Segmentation mask data:
▽

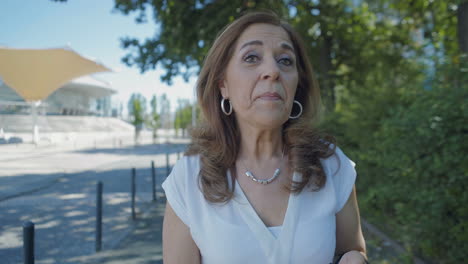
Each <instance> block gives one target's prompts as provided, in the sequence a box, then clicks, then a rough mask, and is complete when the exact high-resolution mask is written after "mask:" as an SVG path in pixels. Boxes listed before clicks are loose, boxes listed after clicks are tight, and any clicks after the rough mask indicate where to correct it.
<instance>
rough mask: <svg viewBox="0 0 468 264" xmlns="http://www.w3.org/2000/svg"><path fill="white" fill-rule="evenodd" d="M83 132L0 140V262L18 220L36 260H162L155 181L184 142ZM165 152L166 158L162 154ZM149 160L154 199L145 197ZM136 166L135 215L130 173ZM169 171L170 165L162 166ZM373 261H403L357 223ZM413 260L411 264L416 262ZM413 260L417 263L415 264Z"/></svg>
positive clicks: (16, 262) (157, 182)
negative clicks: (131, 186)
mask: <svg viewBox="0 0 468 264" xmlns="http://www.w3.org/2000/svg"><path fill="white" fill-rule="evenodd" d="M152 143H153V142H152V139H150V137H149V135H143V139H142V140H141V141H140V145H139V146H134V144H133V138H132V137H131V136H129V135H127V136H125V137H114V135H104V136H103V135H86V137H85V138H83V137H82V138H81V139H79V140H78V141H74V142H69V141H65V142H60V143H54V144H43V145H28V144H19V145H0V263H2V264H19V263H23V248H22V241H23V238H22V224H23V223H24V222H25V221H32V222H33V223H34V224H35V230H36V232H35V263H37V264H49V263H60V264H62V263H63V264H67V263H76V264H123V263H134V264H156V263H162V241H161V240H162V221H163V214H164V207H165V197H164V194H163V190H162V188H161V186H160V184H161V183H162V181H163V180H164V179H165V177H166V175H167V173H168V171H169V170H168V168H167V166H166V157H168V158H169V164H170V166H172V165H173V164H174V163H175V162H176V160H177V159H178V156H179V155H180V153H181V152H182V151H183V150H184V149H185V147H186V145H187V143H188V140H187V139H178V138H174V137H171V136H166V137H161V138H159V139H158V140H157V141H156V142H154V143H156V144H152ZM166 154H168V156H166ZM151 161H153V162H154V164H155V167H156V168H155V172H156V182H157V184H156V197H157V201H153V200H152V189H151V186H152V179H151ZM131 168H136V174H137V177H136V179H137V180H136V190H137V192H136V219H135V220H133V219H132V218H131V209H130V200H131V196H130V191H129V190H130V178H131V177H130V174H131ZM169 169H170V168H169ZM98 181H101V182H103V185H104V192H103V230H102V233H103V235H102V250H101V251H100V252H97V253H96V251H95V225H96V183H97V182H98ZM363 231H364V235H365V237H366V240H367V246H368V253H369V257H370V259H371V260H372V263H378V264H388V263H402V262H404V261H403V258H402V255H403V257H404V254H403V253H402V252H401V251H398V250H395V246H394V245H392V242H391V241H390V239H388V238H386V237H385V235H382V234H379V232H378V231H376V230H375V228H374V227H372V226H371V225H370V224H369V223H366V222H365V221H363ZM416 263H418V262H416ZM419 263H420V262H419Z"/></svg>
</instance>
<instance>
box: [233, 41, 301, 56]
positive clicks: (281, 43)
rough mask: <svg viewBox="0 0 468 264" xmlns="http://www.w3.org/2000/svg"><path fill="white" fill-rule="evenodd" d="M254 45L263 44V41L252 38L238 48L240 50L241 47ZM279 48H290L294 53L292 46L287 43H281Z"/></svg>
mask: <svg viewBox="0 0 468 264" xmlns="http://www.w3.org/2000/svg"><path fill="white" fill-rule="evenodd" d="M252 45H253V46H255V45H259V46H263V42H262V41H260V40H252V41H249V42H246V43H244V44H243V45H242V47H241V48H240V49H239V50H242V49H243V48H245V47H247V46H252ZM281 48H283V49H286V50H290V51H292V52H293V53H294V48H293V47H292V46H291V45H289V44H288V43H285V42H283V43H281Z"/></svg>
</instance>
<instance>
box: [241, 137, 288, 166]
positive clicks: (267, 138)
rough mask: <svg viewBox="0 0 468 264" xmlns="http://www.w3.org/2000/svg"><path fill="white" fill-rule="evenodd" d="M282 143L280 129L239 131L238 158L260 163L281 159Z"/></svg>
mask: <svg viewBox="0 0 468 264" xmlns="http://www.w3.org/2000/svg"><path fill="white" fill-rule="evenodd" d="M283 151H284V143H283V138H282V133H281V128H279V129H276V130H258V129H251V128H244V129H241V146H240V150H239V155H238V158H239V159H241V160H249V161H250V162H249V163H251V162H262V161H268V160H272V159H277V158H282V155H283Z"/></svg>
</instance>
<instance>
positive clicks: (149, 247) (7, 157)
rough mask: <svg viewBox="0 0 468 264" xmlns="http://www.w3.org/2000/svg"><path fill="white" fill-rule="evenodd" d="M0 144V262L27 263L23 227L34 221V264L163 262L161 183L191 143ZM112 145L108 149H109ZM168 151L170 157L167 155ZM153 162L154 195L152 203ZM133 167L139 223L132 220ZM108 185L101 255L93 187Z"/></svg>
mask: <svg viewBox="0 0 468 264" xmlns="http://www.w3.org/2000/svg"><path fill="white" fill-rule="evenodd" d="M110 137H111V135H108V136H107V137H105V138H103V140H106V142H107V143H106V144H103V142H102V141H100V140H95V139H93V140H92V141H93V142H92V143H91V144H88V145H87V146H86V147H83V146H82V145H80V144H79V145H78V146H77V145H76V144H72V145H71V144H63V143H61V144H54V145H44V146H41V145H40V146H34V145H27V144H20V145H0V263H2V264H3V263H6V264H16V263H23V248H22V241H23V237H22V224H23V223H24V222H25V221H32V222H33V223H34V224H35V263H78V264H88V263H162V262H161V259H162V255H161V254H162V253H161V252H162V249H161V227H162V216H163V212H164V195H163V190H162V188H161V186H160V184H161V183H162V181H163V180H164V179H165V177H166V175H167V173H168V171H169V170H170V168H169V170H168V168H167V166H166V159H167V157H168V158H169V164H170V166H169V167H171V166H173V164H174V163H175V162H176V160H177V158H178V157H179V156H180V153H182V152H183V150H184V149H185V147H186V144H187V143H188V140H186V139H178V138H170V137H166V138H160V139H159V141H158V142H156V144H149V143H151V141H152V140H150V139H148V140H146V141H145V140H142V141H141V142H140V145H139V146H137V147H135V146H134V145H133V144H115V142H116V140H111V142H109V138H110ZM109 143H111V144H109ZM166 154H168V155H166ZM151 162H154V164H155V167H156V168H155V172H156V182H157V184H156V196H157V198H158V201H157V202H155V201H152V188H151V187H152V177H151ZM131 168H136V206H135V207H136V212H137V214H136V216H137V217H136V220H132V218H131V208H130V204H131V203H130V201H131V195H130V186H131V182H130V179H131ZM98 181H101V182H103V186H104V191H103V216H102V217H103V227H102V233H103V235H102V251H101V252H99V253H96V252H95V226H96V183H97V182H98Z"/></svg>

△

HOW TO COMPLETE THIS TASK: From the records given above, reproduce all text exactly and exclude each picture.

REPLY:
Each <instance> block gives one target's prompts as provided, in the sequence a box, then clicks, then a rough mask, and is complete when the exact high-resolution mask is written after "mask:" as an SVG path in pixels. Boxes listed before clicks are loose, boxes listed after clicks are tight, and any clicks after the rough mask indicate where to correct it.
<instance>
rough mask: <svg viewBox="0 0 468 264" xmlns="http://www.w3.org/2000/svg"><path fill="white" fill-rule="evenodd" d="M83 132L0 140V262L18 220L36 260H162L155 181L184 142ZM165 152L166 158L162 154ZM149 160L154 199L145 197ZM136 166L135 215L130 173ZM169 171L170 165L162 166ZM373 261H403L357 223ZM413 260L411 264L416 262ZM413 260L417 263L415 264Z"/></svg>
positive clicks: (16, 262) (157, 182)
negative clicks: (131, 186)
mask: <svg viewBox="0 0 468 264" xmlns="http://www.w3.org/2000/svg"><path fill="white" fill-rule="evenodd" d="M152 143H153V142H152V139H150V137H149V135H143V139H142V140H141V141H140V145H139V146H134V144H133V138H132V137H131V136H129V135H127V136H125V137H114V135H104V136H103V135H86V137H85V138H83V137H82V138H81V139H79V140H78V141H74V142H69V141H65V142H60V143H54V144H43V145H28V144H19V145H0V263H2V264H19V263H23V248H22V241H23V238H22V224H23V223H24V222H25V221H32V222H33V223H34V224H35V230H36V232H35V263H37V264H49V263H60V264H62V263H63V264H67V263H76V264H123V263H134V264H156V263H162V241H161V240H162V221H163V214H164V207H165V197H164V194H163V190H162V188H161V186H160V184H161V183H162V181H163V180H164V179H165V177H166V175H167V173H168V171H169V170H168V168H167V166H166V157H168V158H169V164H170V166H172V165H173V164H174V163H175V162H176V160H177V159H178V156H179V155H180V153H181V152H182V151H183V150H184V149H185V147H186V145H187V143H188V140H187V139H178V138H174V137H171V136H166V137H161V138H159V139H158V140H157V141H156V142H154V143H156V144H152ZM166 154H168V156H166ZM151 161H153V162H154V164H155V167H156V168H155V172H156V182H157V184H156V197H157V201H153V200H152V189H151V186H152V179H151ZM131 168H136V174H137V177H136V179H137V180H136V190H137V192H136V219H135V220H133V219H132V218H131V209H130V200H131V196H130V191H129V190H130V178H131V177H130V174H131ZM169 169H170V168H169ZM98 181H101V182H103V185H104V192H103V230H102V233H103V235H102V250H101V251H100V252H97V253H96V251H95V225H96V183H97V182H98ZM363 231H364V235H365V237H366V240H367V246H368V253H369V257H370V259H371V260H372V263H378V264H388V263H402V262H404V261H403V258H402V255H403V257H404V254H403V253H402V252H401V251H398V250H395V246H394V245H392V242H391V241H390V239H388V238H386V237H385V235H382V234H379V232H378V231H376V230H375V228H374V227H372V226H371V225H370V224H369V223H366V222H365V221H363ZM416 263H418V262H416ZM419 263H420V262H419Z"/></svg>
</instance>
<instance>
box: [233, 41, 301, 56]
positive clicks: (281, 43)
rough mask: <svg viewBox="0 0 468 264" xmlns="http://www.w3.org/2000/svg"><path fill="white" fill-rule="evenodd" d="M254 45L263 44V41L252 38L238 48L240 50L241 47ZM279 48H290L294 53L292 46L287 43H281Z"/></svg>
mask: <svg viewBox="0 0 468 264" xmlns="http://www.w3.org/2000/svg"><path fill="white" fill-rule="evenodd" d="M252 45H253V46H255V45H259V46H263V42H262V41H260V40H252V41H249V42H246V43H244V44H243V45H242V47H241V48H240V49H239V50H242V49H243V48H245V47H247V46H252ZM281 48H283V49H286V50H290V51H292V52H293V53H294V48H293V47H292V46H291V45H289V44H288V43H285V42H283V43H281Z"/></svg>
</instance>
<instance>
box: [241, 137, 288, 166]
positive clicks: (267, 138)
rough mask: <svg viewBox="0 0 468 264" xmlns="http://www.w3.org/2000/svg"><path fill="white" fill-rule="evenodd" d="M282 143L280 129L239 131L238 158L260 163L281 159Z"/></svg>
mask: <svg viewBox="0 0 468 264" xmlns="http://www.w3.org/2000/svg"><path fill="white" fill-rule="evenodd" d="M283 151H284V143H283V138H282V133H281V128H279V129H276V130H258V129H251V128H244V129H241V146H240V150H239V155H238V158H239V159H241V160H249V161H250V162H249V163H251V162H262V161H268V160H272V159H277V158H282V155H283Z"/></svg>
</instance>
<instance>
positive clicks: (149, 247) (7, 157)
rough mask: <svg viewBox="0 0 468 264" xmlns="http://www.w3.org/2000/svg"><path fill="white" fill-rule="evenodd" d="M0 144V262L27 263L23 227L34 221V264L163 262L161 183L191 143ZM112 145L108 149H109ZM168 151L170 157L167 155ZM153 162L154 195L152 203ZM133 167L139 223L132 220ZM108 185L101 255L93 187Z"/></svg>
mask: <svg viewBox="0 0 468 264" xmlns="http://www.w3.org/2000/svg"><path fill="white" fill-rule="evenodd" d="M110 137H111V135H108V136H107V137H105V138H103V140H106V142H107V143H106V144H103V142H102V141H100V140H95V139H93V140H92V141H93V142H92V143H91V144H88V145H87V146H86V147H83V146H82V145H80V144H79V145H78V146H77V145H76V144H72V145H71V144H63V143H61V144H54V145H44V146H41V145H40V146H34V145H27V144H20V145H0V263H2V264H3V263H6V264H16V263H23V248H22V241H23V237H22V224H23V223H24V222H25V221H32V222H33V223H34V224H35V263H78V264H88V263H162V262H161V259H162V255H161V254H162V253H161V252H162V249H161V227H162V216H163V212H164V195H163V190H162V188H161V186H160V184H161V183H162V181H163V180H164V179H165V177H166V175H167V173H168V171H169V170H170V168H169V170H168V168H167V166H166V159H167V157H168V158H169V164H170V166H169V167H171V166H173V164H174V163H175V162H176V160H177V158H178V157H179V156H180V153H182V152H183V150H184V149H185V147H186V144H187V143H188V140H186V139H178V138H170V137H166V138H160V139H159V141H158V142H156V144H149V143H151V141H152V140H150V139H148V140H146V141H145V140H142V141H141V142H140V145H139V146H137V147H135V146H134V145H133V144H115V142H116V140H111V142H109V138H110ZM109 143H111V144H109ZM166 154H168V155H166ZM151 162H154V164H155V167H156V168H155V172H156V182H157V184H156V196H157V198H158V201H157V202H155V201H152V188H151V187H152V177H151ZM131 168H136V206H135V207H136V212H137V214H136V216H137V217H136V220H132V218H131V208H130V204H131V203H130V201H131V195H130V186H131V182H130V179H131ZM98 181H101V182H103V186H104V191H103V216H102V217H103V227H102V233H103V235H102V251H101V252H99V253H96V252H95V226H96V183H97V182H98Z"/></svg>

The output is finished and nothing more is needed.